Assignment = Retyping all the entries exactly is the whole task.

★ ★ ★

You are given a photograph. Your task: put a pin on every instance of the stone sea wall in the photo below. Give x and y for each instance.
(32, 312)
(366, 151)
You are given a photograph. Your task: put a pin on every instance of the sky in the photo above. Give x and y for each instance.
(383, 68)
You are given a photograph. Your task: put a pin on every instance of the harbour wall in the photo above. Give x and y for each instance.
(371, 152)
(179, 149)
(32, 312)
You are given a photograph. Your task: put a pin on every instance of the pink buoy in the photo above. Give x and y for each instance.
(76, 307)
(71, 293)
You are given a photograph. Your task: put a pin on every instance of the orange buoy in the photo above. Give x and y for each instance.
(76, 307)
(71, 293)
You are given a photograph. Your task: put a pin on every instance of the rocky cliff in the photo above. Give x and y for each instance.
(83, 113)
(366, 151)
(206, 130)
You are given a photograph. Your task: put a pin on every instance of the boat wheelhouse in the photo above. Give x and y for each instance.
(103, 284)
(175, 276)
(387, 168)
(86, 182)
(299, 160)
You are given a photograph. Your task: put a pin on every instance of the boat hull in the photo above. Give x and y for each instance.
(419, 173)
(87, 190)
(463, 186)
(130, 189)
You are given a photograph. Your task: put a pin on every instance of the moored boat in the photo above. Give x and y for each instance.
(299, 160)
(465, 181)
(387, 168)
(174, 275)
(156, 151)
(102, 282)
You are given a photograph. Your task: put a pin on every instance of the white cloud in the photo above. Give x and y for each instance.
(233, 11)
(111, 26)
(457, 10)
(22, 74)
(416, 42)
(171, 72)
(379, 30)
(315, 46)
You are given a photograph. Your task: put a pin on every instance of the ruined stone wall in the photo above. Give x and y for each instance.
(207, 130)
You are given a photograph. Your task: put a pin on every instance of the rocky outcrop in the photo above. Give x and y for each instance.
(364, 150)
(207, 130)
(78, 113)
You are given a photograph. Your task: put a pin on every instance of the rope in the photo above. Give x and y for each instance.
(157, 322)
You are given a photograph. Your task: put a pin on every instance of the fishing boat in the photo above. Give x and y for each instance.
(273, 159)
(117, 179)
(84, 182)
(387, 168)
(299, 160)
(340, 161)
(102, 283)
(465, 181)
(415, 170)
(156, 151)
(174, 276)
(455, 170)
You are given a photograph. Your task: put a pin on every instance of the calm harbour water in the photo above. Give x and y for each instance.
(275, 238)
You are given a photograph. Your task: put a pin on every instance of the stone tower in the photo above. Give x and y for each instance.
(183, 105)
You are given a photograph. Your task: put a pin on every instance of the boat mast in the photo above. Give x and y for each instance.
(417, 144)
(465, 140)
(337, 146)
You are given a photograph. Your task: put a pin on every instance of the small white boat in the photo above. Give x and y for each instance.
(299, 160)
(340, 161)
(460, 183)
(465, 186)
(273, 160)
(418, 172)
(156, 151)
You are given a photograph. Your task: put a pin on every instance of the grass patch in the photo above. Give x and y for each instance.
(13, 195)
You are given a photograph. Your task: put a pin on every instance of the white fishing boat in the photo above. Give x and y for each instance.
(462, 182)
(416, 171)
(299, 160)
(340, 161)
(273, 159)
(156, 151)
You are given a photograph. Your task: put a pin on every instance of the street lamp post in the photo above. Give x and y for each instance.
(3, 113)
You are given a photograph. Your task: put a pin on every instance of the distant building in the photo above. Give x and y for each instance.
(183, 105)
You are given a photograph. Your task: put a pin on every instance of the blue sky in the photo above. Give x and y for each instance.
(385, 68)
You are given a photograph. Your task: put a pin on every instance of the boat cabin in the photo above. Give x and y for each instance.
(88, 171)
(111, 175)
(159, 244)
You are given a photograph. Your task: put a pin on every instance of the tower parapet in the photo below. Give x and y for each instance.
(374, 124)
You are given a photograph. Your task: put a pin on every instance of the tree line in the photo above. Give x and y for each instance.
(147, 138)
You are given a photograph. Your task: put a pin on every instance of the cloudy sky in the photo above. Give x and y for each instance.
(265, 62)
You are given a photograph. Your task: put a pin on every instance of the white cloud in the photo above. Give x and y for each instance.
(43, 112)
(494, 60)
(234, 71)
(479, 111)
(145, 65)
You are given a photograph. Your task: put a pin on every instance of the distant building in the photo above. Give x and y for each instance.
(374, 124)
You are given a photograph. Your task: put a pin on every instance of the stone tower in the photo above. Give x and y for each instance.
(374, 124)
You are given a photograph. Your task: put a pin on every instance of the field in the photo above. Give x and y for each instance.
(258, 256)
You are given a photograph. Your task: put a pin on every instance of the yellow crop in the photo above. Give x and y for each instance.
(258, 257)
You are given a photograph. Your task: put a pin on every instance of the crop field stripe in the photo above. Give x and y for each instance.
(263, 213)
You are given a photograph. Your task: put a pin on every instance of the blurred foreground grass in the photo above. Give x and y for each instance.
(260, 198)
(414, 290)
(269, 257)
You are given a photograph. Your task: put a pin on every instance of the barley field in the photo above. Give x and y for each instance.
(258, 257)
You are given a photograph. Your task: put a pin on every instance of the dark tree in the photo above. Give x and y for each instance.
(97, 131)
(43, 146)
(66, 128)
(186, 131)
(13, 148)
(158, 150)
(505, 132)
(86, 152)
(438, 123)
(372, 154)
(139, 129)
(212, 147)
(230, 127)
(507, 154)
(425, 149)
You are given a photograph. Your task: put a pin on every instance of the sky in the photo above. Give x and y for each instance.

★ ★ ★

Task output =
You are given a photograph. Your task: put a pin on every instance of the stone sea wall in the photo below. Give x and y for each instance.
(32, 312)
(366, 151)
You are given a photograph. Your task: put a pin on every instance of the sky in the photo above. Give x and y for each instance.
(383, 68)
You are given a photograph. Your task: put a pin on every instance of the harbour wall in the photo above. Give x and y for each instance.
(371, 152)
(179, 149)
(32, 312)
You are given a photograph. Your task: put a pin on every instance of the pink buoy in the photo above. Give x and y for each instance.
(76, 307)
(71, 293)
You are given a photograph. Your task: put a pin on every instance of the orange buoy in the photo above. Give x and y for each instance.
(76, 307)
(71, 293)
You are given a photograph. Your task: put a pin on every instance of the rocky cliff in the photo above. Give x and y for each instance.
(83, 113)
(366, 151)
(206, 130)
You are given a photograph. Your task: put a pin on every instance of the boat wheelhouse in the photo above. Give x and y for each instance.
(103, 284)
(175, 276)
(387, 168)
(86, 182)
(299, 160)
You are given a photograph. Your task: put a pin on every instance of the boat hull in the photo above. Give x and y for each instance.
(419, 173)
(87, 190)
(463, 186)
(130, 189)
You are given a photograph. Your task: put a pin on every instance of the moored boat in the photo above. Give x and y for each instance.
(299, 160)
(465, 181)
(387, 168)
(174, 275)
(156, 151)
(102, 282)
You are given a photograph. Your task: put a pin on every instance of the white cloud in the photo above. Give x and y for each instance.
(233, 11)
(111, 26)
(457, 10)
(22, 74)
(416, 42)
(171, 72)
(379, 30)
(315, 46)
You are given a photograph. Your task: put a pin on every instance of the ruined stone wall in the photo above. Give x and y for each instance.
(207, 130)
You are given a photograph. Your task: put a pin on every instance of the rocky outcrop in the photo above. Give x and y for each instance.
(364, 150)
(207, 130)
(78, 113)
You are given a photograph. Your task: put a pin on every instance of the rope in the photo above. Give x and y for each instance.
(157, 322)
You are given a photograph. Your task: put a pin on every instance of the fishing boat in the photo above. Give x and y for each instance.
(273, 159)
(117, 179)
(84, 182)
(387, 168)
(299, 160)
(340, 161)
(102, 283)
(465, 181)
(415, 170)
(156, 151)
(174, 276)
(455, 170)
You are given a photograph. Your task: put a pin on every instance of the calm harbour water in the photo above. Give x and y for each instance.
(275, 238)
You are given a photograph. Your task: put a pin on every instance of the stone tower in the photo above. Give x and y for each instance.
(183, 105)
You are given a photograph. Your task: put a pin on every instance of the boat mast in the photo above. Give x and y for each instance.
(417, 144)
(465, 140)
(337, 146)
You are given a photograph. Your task: put a pin on every instance of the small white boat in the photo above. Give x and y for each instance.
(299, 160)
(340, 161)
(460, 183)
(465, 186)
(273, 160)
(418, 172)
(156, 151)
You are given a photograph. Your task: put a pin on every instance of the grass patch in the photo above. Give x and y for each instance.
(13, 195)
You are given a photograph. Your task: put a pin on every instance of the white fishing boat in the photo above. Give x and y for each instance.
(462, 182)
(416, 171)
(299, 160)
(340, 161)
(273, 159)
(156, 151)
You are given a photograph. Your task: put a pin on every instance of the street lamp post in the photo above. Give x and y for each instance.
(3, 113)
You are given a photograph. Your task: put a pin on every instance of the distant building in the photo above. Give x and y for each instance.
(183, 105)
You are given a photograph. Your task: put a pin on every instance of the blue sky in the photo above. Give x and y for each instance.
(385, 68)
You are given a photograph. Your task: put a pin on every instance of the boat cabin in the photo above. Give x and y for each instance.
(88, 171)
(111, 175)
(159, 244)
You are given a photograph. Your task: put a pin on every instance of the tower parapet in the photo below. Give x and y for each instance.
(374, 124)
You are given a photograph. Your task: put a pin on every instance of the tree line in the photo above. Give x and y for each instance.
(147, 138)
You are given a photograph. Your task: put a pin on every instance of the cloudy sky in the photo above. Give x and y for each instance.
(265, 62)
You are given a photograph. Your task: put a pin on every instance of the white cloud in the photo above. Give x and y for each instance.
(43, 112)
(494, 60)
(234, 71)
(479, 111)
(145, 65)
You are given a photograph. Your task: put a pin on every instance of the distant building in the photo above. Give x and y for each instance.
(374, 124)
You are given a photograph. Your task: put a pin on every instance of the stone tower in the photo above. Give x and y for each instance.
(374, 124)
You are given a photograph. Your task: put a pin on every instance of the field in the photo above. Give x and y for each instance.
(258, 256)
You are given a photograph. Your task: put a pin on every instance of the yellow crop in the photo above. Give x and y for each instance.
(258, 257)
You are given a photograph. Your task: put a pin on every instance of the crop field stripe in the photo above. Give x and y for each instance.
(263, 213)
You are given a photograph. Your task: put a pin on every instance of the blurred foreground grass in the photo above. Give x and y for each instance.
(260, 198)
(414, 290)
(269, 257)
You are given a photograph. Your task: put a pin on every instance of the barley field in the photo above. Give x and y for each instance.
(258, 257)
You are given a photograph. Your task: put a pin on every instance of the dark tree in the photo above. Give x and y for each instance.
(97, 131)
(43, 146)
(66, 128)
(186, 131)
(13, 148)
(158, 150)
(505, 132)
(86, 152)
(438, 123)
(372, 154)
(139, 129)
(212, 147)
(230, 127)
(507, 154)
(425, 149)
You are given a photograph. Your task: put a pin on every instance of the sky in the photo above. Give x and y for each instance.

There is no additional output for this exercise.